● TASK DESCRIPTION: Please continue the forum thread below about C function pointers, writing the next part after its final sentence.

● SOURCE EXTRACT:
▬▬▬▬▬▬▬▬▬▬

A function pointer is one such beast. You never have to dereference it,
either implicitly of explicitly.

You mean, like not having to derefence a pointer-to-function,
because it's dereferenced automatically whenever it's used
to call a function?

It isn't -- not anymore.

It seems to me that there is _never_
any need to use some sort of dereferencing operator in
conjunction with a pointer-to-function. Of course, some
people may prefer to write '(*foo)()' rather than just 'foo()',
but that seems more like choice than necessity. Is that
different from your experience/view on the subject?

Since all functions are now (post 1990) called through a pointer, adding
the * to the call is obfuscation. The pointer gets converted to a
function value which "decays" back to a pointer for the call.

 

[Nick Keighley]

ugliness is int he eye of the beholder. I;m almost sold on Richard's
way of doing it. THough I don't like all upper case typedefs. And I
think function pointers are sufficiently unusual to resort to mild
Hungarian (<spit>)

fixing the poor layout as well, we have...

typedef void Callback_function (void);

void foo (Callback_function* callme)
{
callme ();
}


I don't bother with the fancy call syntax


yes we could but we aren't programming in that language we are
programming in C

(define foo (lambda (callme) (callme)))


so what... Could you give an example that illustrates your point. You
can't really call someone's code "ugly" if you won't produce your own,
beautiful, code.

Bitter experience has taught me that hiding a pointer behind a typedef
inevitably leads to heartburn[1].

I'd make an exception for function pointers (though I do go a bit
hungarian)

 Eventually someone forgets they're
dealing with a pointer type and tries to use '&' when they don't need
to, or attempts to use '.' when they meant '->',

not with a fucntion pointer they don't

or forgets that they
need to use '*' before passing it to another function, etc.  Unless
it's something you will never have to dereference (either explicitly
with * or implicitly with -> or []), then IME it's best to explicitly
declare the object as a pointer.

yes, but none of this applies to FPs

1.  In C, anyway; I am slowly learning that C++ is a very different
animal in this regard, especially when it comes to writing templates,
although I've seen this same problem bite other people in the ass in C+
+.

templates are the work of the devil

 

[Tim Rentsch]

Not really! It's largely habit formed from history. The C I learnt
(K&R C) did not have the automatic conversion of a parameter from
function type to pointer to function type (though it did have that
conversion for array types). Also, a function was called by writing a
function-valued expression before the ()s not a pointer-to-function
expression as now. Hence one had to write:

void foo()
Proc *callme;
{
(*callme)();
}

Whilst I appreciate the simplification of having a pointer-to-function
expression for calling, I've not internalised the conversion in the
parameter list, so I prefer to see it for what it is rather than rely on
the conversion.

▬▬▬▬▬▬▬▬▬▬

● Annotated coordinate records:
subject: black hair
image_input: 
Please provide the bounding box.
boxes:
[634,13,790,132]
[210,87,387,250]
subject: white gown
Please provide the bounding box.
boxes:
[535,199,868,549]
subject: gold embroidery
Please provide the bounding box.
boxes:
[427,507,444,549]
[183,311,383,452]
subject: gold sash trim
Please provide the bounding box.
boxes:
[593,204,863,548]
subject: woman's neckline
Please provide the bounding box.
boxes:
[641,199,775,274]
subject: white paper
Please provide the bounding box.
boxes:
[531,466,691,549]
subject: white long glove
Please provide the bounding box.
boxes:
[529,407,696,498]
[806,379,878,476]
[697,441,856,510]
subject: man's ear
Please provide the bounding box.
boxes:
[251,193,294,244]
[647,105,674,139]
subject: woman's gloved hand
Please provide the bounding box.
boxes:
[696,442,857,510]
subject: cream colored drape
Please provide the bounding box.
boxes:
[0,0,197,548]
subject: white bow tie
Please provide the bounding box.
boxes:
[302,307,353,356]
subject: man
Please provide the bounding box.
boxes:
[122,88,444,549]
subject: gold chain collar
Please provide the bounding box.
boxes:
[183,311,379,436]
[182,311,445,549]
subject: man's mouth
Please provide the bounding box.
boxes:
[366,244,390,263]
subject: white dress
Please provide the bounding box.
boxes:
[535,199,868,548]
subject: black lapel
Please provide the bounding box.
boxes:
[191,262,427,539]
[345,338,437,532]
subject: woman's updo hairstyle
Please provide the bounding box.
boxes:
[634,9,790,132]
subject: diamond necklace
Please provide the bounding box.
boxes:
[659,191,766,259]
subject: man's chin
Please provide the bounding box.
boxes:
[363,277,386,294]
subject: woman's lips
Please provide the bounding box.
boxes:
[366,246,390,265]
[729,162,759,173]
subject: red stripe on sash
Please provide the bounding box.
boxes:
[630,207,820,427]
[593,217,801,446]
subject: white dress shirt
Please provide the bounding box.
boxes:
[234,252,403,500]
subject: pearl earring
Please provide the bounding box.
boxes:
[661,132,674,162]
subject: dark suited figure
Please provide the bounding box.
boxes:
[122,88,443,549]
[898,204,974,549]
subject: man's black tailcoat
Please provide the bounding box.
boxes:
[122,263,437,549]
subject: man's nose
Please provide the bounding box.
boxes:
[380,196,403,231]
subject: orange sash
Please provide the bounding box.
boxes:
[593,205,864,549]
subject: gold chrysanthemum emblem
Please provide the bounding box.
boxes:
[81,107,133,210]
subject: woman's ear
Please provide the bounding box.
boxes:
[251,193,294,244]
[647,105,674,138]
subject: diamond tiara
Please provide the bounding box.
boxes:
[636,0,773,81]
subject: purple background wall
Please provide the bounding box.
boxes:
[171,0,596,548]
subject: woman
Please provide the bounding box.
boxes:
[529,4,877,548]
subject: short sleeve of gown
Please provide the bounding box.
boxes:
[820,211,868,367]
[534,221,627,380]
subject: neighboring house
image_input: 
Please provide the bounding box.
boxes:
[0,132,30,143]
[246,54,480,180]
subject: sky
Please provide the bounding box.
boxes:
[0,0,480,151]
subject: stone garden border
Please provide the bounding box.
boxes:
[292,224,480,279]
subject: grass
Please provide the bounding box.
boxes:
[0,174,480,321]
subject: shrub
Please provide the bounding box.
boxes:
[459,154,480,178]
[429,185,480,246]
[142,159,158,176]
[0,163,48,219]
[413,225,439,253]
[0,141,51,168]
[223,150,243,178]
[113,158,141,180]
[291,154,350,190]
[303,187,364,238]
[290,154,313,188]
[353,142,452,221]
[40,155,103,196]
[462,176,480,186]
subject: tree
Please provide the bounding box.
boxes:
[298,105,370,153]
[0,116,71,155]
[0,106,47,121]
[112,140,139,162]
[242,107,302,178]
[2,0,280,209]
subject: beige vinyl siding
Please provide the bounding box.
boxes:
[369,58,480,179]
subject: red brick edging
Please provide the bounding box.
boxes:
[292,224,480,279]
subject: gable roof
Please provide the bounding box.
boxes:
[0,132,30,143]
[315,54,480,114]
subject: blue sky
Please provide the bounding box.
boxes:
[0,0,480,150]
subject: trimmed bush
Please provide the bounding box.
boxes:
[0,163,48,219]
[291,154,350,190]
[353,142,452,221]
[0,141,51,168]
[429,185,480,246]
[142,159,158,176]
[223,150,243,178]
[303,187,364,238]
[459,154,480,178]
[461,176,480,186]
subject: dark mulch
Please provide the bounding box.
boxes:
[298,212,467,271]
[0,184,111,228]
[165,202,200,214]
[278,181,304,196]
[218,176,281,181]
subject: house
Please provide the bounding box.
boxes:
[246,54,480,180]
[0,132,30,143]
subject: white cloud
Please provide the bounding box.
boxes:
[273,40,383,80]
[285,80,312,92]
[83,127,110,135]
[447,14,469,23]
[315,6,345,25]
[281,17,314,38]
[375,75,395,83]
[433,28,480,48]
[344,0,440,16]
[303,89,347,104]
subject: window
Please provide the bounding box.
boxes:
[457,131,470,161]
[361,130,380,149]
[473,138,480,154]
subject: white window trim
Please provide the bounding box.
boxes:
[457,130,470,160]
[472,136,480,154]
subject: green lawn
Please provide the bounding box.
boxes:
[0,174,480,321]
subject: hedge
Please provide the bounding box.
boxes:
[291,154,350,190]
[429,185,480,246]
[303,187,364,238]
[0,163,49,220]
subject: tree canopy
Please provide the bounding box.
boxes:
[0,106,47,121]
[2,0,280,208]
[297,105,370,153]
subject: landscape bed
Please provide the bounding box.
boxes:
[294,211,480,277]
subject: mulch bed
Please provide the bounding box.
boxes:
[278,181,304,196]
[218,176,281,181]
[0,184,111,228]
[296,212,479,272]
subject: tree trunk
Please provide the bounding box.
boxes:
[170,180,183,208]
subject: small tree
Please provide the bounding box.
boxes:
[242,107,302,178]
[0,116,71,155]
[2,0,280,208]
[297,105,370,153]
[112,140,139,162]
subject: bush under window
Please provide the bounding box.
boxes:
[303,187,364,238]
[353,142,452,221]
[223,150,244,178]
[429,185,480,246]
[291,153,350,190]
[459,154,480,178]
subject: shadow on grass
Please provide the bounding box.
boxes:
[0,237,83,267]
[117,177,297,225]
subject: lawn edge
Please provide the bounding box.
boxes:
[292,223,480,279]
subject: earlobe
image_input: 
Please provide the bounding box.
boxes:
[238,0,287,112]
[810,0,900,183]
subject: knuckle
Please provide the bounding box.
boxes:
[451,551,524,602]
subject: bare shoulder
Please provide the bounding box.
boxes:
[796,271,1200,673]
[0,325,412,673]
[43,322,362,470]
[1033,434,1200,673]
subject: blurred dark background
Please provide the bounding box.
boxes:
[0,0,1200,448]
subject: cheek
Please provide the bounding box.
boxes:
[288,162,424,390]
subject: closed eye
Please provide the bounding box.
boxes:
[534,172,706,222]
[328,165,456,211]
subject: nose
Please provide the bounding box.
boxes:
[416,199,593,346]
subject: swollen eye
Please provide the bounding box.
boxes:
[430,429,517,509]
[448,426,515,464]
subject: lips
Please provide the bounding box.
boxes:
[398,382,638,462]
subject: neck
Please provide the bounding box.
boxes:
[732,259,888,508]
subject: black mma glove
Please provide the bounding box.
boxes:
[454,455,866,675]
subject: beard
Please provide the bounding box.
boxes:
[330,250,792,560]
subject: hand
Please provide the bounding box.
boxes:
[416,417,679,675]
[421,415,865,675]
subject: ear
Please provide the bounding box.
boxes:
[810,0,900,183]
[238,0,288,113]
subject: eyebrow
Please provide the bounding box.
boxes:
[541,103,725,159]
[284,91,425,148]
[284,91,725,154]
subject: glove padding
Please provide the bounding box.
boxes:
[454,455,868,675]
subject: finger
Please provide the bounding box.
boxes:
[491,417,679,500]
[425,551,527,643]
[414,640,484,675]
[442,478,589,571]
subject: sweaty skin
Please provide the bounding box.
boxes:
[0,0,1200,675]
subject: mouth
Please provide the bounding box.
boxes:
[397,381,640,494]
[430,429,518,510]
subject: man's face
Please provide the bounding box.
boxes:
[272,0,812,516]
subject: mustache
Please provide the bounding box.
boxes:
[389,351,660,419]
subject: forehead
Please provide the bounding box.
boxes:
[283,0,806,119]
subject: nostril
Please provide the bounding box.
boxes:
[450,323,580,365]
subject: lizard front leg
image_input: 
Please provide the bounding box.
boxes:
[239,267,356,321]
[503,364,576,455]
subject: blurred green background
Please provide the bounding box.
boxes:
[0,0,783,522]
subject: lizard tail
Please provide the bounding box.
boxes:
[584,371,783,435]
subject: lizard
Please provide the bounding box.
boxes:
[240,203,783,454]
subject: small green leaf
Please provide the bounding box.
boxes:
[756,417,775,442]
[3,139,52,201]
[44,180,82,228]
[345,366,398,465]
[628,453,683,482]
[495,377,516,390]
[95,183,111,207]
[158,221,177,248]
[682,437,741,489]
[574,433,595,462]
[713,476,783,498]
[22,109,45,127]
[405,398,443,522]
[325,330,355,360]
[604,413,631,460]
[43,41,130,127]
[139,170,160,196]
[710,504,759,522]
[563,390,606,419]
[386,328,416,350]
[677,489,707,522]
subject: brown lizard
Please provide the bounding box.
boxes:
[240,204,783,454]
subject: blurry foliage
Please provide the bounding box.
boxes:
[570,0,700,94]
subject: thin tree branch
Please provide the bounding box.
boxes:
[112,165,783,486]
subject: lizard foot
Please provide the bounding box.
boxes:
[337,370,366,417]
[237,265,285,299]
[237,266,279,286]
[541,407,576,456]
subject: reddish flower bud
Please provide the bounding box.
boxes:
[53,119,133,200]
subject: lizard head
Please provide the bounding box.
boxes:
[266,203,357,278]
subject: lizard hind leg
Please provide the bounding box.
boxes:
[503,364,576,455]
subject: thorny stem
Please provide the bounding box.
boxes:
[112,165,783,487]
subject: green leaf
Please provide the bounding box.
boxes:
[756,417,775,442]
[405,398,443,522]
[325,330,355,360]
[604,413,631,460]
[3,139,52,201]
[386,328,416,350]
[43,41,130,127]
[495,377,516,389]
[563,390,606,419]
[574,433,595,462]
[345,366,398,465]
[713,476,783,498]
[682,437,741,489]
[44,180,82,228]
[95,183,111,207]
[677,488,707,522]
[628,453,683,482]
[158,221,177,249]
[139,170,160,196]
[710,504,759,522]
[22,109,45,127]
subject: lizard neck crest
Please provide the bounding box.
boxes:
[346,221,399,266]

▬▬▬▬▬▬▬▬▬▬

● OUTPUT OF THE TASK:
You say you don't see any value in using Foo *f. Fair enough. Do you
see any value in preferring Foo f? I had a narrow preference for the
explicit nature of Foo *f and I can't see any reason to drop the * (I am
certain neither of us values fewer keystrokes for the sake of it).

Like you, I originally learned C from K&R, with the (*f)() syntax
for calling through function pointers. I like the new syntax
rule, mostly because calls look cleaner.

I prefer using the 'Foo f' declaration, rather than 'Foo *f', for
several different reasons. Here are some (I'm not claiming
the list is exhaustive just yet):

1. ISO C has eliminated most of the difference between a function
type and a pointer to function type. I think removing this
distinction (which is somewhat artificial) is an improvement in
C, and using 'Foo f' is some movement in that direction.

2. Following the C rule that "declaration mimics use", using 'Foo *f'
seems wrong, because I certainly don't write '*f()', but '(*f)()'
looks like it doesn't match the declaration either.

3. If I need to have a parameter that is a pointer to a pointer
to a function, it seems better to use only one '*' in the
declaration, because those cases will really /need/ the '*';
for example, '*fp = call_back', or '(*fp)()'. Because I write
calls through plain pointer-to-function as 'f()', normally
I would write calls through pointer-to-pointer-to-function
as '(*fp)()', not '(**fp)()'.

4. If given a choice, I would like to indicate somehow that some
variable is a (pointer to) a function, but usually I would do this
using the type name, eg, 'XYZ_callback_f blah', with the '_f'
meaning function (or pointer to function).

Summarizing: I don't find that the '*' adds anything, except
it does add some confusion; conversely, leaving out the '*'
seems to fit better with the new rules for how functions
and pointers-to-function behave, and I've embraced that
direction.

So for what it's worth, those are my thoughts on the matter.

 

[Ben Bacarisse]

Like you, I originally learned C from K&R, with the (*f)() syntax
for calling through function pointers. I like the new syntax
rule, mostly because calls look cleaner.

I prefer using the 'Foo f' declaration, rather than 'Foo *f', for
several different reasons. Here are some (I'm not claiming
the list is exhaustive just yet):

1. ISO C has eliminated most of the difference between a function
type and a pointer to function type. I think removing this
distinction (which is somewhat artificial) is an improvement in
C, and using 'Foo f' is some movement in that direction.

I agree with this one but not quite enough to break the habit (yet)!

2. Following the C rule that "declaration mimics use", using 'Foo *f'
seems wrong, because I certainly don't write '*f()', but '(*f)()'
looks like it doesn't match the declaration either.

This is not, for me, a strong argument. I don't think there is a "rule"
that declaration follows use but if there is it is often broken: the
operators ., ->, [] and () all mess it up to some extent. A C
programmer simply has to know what there operators do and the fact that
one of them -- function call -- can be tidied up by sticking to a
particular convention in the declaration of function parameters is not
much of a gain.

One could argue that there is at least as much asymmetry in the fact
that

Func f;

and

void doit(Func f);

exhibit quite different meanings for apparently similar declarations.
I.e. while your usage reduces surprise in one quarter, it can introduce
it in another because if you want an object with the same type as the
parameter, the * is required.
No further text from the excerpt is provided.